Copy verbatim everything from the start of the records down to and including the line containing "[[307, 63]]".

───── RAW DATA

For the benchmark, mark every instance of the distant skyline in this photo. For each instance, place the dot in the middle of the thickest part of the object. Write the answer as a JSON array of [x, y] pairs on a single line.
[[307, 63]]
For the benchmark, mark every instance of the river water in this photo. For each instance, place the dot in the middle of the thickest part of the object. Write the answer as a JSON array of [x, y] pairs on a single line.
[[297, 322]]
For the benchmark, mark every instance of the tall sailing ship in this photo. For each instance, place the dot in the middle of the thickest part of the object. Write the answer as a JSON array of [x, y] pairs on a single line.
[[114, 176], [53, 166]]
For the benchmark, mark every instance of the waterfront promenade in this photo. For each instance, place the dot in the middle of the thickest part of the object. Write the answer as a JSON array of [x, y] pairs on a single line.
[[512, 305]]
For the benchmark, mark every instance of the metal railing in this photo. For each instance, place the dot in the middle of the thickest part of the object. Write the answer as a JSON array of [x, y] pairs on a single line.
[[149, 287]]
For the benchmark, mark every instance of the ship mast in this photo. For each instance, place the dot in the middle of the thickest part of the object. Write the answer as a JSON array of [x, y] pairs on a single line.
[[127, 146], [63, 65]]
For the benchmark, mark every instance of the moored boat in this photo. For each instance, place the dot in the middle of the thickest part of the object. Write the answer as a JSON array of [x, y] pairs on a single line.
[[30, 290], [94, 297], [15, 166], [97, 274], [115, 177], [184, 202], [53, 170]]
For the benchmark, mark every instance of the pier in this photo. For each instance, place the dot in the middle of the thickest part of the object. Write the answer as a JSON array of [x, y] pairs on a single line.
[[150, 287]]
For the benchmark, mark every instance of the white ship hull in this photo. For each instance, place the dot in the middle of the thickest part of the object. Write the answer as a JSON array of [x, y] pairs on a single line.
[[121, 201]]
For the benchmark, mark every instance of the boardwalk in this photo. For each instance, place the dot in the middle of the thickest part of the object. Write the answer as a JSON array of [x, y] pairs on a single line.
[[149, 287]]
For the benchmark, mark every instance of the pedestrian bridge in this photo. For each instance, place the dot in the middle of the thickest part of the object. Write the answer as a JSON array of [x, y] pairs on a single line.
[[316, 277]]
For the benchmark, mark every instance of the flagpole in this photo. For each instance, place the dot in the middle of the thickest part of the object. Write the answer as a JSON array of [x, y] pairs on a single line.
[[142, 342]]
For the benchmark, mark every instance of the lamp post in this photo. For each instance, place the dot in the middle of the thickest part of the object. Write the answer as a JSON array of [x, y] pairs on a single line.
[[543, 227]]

──────────

WORKED SOLUTION ▸
For the benchmark, mark every instance of the distant skyline in this photo. For each instance, place the dot in the middle of the thickest part of the object. Write the answer as a JSON array of [x, y] pairs on a single line.
[[307, 63]]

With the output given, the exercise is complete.